WHAT THE EXERCISE ASKS:
Write the data out again exactly, dropping any images it holds.

SUPPLIED MATERIAL:
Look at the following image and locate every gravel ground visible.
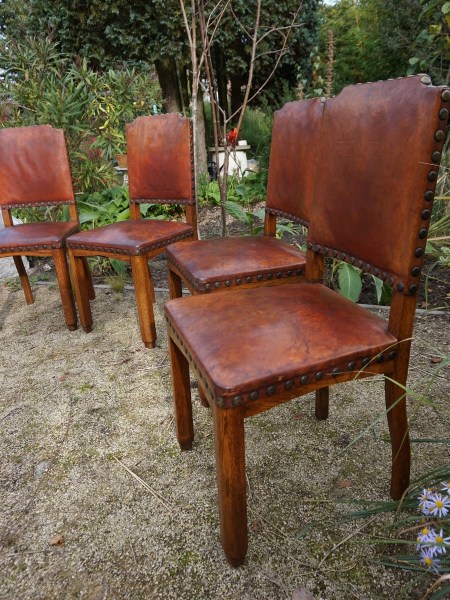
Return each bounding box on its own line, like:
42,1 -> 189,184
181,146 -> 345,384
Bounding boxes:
0,268 -> 450,600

SOLUTION TO THE PROBLEM:
Look at the following image and locate every gravel ground visible.
Return each bounding box on its own line, like:
42,1 -> 189,184
181,146 -> 345,384
Bounding boxes:
0,268 -> 450,600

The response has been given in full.